PROBLEM TO WORK ON: Count the lines in the items below that contain the string "chinese", treating uppercase and lowercase as different, and give only that number.
# DATASET RECORDS start
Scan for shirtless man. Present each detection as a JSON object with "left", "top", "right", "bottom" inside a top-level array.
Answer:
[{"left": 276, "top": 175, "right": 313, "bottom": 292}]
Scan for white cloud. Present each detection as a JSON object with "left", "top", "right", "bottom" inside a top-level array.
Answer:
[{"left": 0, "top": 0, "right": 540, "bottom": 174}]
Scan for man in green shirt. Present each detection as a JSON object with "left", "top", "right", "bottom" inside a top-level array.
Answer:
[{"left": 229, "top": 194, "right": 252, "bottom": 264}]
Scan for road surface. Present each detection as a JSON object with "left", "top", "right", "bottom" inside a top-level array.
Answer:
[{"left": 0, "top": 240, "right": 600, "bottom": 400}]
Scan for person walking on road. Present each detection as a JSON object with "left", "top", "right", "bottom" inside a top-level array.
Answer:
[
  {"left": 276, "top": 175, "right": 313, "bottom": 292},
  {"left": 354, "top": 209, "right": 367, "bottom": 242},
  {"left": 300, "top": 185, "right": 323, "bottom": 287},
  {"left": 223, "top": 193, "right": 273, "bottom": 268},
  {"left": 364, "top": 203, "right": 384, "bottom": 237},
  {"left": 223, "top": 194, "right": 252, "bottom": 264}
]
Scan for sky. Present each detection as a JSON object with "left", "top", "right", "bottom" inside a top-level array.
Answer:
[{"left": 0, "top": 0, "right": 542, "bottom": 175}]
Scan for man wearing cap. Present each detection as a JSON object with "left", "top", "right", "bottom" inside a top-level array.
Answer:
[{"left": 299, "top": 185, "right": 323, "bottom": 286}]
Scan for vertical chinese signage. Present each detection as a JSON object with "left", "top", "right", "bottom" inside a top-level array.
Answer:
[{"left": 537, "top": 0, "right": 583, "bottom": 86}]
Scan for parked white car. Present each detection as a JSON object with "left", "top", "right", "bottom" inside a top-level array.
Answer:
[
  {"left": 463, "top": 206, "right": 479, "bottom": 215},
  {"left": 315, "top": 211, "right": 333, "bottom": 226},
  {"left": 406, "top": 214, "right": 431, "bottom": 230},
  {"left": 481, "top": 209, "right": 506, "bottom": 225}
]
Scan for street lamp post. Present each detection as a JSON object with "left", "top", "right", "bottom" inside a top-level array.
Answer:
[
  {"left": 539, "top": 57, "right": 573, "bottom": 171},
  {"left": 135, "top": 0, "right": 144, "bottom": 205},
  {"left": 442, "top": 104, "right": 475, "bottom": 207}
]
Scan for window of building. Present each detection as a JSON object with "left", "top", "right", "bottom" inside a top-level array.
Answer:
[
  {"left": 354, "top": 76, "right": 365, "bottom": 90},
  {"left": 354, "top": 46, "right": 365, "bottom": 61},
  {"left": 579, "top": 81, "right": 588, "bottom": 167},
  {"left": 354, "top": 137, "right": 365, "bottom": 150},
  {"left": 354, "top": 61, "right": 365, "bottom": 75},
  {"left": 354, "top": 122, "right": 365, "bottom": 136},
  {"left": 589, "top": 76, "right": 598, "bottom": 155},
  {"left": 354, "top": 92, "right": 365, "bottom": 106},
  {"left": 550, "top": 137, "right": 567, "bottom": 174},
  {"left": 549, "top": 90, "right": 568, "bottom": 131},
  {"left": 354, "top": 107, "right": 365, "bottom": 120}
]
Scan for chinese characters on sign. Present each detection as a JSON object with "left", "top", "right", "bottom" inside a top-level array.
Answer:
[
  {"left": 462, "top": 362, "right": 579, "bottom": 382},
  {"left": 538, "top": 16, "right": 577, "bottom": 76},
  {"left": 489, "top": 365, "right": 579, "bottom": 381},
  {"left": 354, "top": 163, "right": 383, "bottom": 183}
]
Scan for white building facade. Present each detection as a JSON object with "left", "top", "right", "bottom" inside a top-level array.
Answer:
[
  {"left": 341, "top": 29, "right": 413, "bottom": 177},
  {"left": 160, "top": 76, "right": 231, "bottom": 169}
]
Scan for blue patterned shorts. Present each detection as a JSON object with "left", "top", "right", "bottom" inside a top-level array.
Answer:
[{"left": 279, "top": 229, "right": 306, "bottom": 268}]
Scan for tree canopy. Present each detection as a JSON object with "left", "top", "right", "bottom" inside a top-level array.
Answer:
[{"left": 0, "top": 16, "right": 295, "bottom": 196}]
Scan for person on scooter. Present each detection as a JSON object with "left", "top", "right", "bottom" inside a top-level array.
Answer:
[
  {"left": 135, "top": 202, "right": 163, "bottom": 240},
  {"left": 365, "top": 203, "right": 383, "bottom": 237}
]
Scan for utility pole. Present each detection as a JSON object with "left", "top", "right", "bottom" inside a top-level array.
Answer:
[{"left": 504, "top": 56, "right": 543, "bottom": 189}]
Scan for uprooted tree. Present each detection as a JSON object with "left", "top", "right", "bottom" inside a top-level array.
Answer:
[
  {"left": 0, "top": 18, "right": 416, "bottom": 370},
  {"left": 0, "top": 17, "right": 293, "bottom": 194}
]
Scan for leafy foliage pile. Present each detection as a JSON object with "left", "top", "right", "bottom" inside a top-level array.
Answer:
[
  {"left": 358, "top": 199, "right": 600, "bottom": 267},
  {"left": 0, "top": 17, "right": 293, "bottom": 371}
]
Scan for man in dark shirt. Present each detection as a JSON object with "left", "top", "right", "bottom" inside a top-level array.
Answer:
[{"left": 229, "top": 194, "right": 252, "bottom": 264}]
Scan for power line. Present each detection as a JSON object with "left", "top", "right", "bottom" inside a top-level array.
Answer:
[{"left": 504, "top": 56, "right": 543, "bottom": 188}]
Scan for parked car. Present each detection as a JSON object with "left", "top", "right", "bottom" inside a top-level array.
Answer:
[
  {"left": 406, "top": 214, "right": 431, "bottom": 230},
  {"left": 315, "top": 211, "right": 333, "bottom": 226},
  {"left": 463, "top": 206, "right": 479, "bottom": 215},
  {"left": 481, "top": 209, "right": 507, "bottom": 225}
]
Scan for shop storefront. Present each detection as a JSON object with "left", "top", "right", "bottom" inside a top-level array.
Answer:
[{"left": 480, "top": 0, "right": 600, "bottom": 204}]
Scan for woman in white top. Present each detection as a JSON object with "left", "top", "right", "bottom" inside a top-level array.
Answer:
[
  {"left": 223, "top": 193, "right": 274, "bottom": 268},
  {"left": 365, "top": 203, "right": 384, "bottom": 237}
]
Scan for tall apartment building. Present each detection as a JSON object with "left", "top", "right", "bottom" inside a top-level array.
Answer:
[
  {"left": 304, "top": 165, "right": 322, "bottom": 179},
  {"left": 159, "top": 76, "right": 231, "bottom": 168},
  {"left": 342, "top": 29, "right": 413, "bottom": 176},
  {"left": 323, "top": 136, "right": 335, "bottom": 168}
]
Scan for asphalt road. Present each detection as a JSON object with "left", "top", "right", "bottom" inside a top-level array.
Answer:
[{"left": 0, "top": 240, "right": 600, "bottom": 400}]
# DATASET RECORDS end
TASK SOLUTION: 2